(Records from a point labeling set)
** BEGIN **

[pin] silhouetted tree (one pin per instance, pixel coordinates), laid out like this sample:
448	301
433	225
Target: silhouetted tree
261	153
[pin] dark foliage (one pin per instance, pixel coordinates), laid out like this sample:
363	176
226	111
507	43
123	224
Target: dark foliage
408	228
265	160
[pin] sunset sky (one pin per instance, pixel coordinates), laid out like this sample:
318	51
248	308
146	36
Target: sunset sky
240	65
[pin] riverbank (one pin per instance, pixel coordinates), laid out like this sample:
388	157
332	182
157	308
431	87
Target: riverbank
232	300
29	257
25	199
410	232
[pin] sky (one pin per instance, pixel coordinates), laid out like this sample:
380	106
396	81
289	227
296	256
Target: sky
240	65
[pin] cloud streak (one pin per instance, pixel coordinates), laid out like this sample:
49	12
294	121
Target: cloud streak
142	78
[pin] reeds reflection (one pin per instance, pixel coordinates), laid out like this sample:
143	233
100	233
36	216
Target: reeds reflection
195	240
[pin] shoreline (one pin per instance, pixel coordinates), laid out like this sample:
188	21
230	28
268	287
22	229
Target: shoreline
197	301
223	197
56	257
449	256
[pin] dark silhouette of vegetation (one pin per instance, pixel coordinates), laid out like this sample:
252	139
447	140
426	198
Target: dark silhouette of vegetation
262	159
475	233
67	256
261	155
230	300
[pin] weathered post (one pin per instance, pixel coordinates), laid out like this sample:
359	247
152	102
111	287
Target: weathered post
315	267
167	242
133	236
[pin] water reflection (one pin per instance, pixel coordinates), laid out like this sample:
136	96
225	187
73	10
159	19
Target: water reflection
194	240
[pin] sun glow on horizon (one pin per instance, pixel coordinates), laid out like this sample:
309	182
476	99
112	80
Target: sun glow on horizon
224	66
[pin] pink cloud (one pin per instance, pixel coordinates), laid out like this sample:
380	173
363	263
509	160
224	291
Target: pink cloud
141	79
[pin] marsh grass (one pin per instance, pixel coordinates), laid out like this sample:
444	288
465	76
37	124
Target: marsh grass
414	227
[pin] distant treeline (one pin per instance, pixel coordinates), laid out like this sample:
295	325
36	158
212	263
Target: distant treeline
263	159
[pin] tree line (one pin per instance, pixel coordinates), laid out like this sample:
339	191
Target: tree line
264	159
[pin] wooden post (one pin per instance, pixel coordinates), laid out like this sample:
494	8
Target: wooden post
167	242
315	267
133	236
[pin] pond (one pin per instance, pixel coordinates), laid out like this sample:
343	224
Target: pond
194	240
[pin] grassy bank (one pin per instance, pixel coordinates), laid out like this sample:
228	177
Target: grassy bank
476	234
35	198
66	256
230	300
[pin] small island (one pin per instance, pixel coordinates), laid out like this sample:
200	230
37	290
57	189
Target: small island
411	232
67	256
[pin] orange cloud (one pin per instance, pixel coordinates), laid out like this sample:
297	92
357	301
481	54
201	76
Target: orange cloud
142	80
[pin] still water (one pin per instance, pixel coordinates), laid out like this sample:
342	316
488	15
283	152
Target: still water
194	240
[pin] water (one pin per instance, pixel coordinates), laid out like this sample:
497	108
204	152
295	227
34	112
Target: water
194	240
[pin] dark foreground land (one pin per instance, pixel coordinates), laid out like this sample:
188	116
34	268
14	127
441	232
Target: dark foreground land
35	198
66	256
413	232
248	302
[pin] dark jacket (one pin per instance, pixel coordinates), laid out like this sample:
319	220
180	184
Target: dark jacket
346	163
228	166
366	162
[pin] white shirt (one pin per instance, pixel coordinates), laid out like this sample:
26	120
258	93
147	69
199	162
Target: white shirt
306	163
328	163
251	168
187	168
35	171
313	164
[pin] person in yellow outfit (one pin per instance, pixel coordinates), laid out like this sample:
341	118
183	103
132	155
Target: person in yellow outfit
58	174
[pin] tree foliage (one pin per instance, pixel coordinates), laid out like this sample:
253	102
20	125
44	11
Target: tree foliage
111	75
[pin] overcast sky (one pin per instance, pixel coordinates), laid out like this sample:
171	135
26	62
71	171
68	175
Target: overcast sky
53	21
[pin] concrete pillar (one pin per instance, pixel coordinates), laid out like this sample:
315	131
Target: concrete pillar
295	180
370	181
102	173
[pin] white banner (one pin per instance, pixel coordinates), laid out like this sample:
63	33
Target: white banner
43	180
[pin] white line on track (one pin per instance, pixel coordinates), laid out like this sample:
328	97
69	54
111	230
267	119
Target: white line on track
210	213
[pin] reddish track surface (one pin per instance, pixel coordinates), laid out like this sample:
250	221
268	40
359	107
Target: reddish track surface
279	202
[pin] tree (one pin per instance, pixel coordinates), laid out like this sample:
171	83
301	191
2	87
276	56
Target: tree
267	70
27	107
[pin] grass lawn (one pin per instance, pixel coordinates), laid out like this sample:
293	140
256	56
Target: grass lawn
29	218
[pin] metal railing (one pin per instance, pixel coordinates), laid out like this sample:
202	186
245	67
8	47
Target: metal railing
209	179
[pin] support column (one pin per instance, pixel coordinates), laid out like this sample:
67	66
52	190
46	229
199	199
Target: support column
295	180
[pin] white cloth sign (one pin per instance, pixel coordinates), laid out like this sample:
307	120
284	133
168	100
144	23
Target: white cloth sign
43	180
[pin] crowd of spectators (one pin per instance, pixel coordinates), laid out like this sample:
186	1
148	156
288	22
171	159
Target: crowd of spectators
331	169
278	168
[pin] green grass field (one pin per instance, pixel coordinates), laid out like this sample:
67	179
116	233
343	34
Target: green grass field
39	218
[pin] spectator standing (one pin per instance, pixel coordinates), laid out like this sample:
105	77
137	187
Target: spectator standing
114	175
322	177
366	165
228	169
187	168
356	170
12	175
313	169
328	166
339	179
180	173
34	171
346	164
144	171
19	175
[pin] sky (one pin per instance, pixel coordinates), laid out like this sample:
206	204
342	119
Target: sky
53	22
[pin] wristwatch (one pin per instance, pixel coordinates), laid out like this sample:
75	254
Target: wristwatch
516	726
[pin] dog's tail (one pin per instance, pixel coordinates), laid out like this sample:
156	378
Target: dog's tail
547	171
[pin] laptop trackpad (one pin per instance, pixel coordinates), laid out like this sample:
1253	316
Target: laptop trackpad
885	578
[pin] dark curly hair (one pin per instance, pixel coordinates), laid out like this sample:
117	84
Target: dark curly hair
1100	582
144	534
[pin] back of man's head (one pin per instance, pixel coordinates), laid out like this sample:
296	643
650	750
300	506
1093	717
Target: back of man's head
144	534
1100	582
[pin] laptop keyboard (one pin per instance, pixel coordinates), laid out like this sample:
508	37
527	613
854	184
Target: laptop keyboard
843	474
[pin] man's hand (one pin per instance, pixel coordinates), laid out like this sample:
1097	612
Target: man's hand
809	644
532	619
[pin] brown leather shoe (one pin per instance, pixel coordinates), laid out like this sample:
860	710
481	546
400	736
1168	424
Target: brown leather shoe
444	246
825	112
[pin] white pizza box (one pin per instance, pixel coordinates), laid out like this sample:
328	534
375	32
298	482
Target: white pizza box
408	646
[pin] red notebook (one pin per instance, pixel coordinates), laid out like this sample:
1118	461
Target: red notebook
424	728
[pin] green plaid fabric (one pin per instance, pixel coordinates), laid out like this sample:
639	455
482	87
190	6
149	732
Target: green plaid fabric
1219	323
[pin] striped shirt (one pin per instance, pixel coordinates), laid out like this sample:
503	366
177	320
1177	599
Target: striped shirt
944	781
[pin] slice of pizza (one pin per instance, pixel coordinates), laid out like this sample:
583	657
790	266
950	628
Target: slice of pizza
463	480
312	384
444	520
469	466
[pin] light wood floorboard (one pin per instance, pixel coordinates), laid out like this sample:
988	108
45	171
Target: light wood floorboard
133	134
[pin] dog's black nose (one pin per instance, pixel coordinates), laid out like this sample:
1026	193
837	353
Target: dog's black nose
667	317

** END **

Task prompt: Starting at the line containing "[pin] back of" and continuing through the end of the records, repeat those lines with "pizza" swapped for "flatbread" and nothing else changed.

Correct answer:
[pin] back of man's head (one pin per instance, pixel coordinates), laid out like this sample:
296	643
650	750
300	506
1093	717
Target: back of man's head
144	534
1100	582
[pin] laptop keyboard (one pin per instance, pixel coordinates), laid out like this sample:
508	37
527	613
854	184
Target: laptop keyboard
843	474
[pin] man's hand (one pin per instance, pixel coordinates), laid out like this sample:
1097	612
Target: man's hand
809	644
532	619
[pin] brown leather shoe (one pin per instance, pixel coordinates), laid out like this sample:
860	710
481	546
400	736
1168	424
Target: brown leather shoe
444	246
825	112
[pin] white flatbread box (one pin per instance, pixel coordinates), laid out like this sample:
328	534
375	32
298	482
Target: white flatbread box
408	646
[pin] red notebook (one pin per instance, pixel coordinates), laid out like this sample:
1118	461
Target: red notebook
424	728
[pin] green plaid fabric (one pin per instance, pixel coordinates), laid out like this sample:
639	455
482	87
190	6
149	732
Target: green plaid fabric
1219	323
[pin] striped shirt (one pin per instance, pixel coordinates), laid out like this sample:
503	366
177	320
1177	599
Target: striped shirt
944	781
[pin] slice of flatbread (one pin per instance, pixel coordinates), laid out like this sample:
583	657
790	266
950	628
Target: slice of flatbread
463	480
312	384
444	520
469	466
[pin] light wood floorboard (one pin per instance, pixel coordinates), laid out like this sample:
988	108
45	171
Target: light wood floorboard
133	134
[pin] dog's black nose (one pin per instance, pixel coordinates), laid out like this sample:
1026	193
837	353
Target: dog's black nose
667	317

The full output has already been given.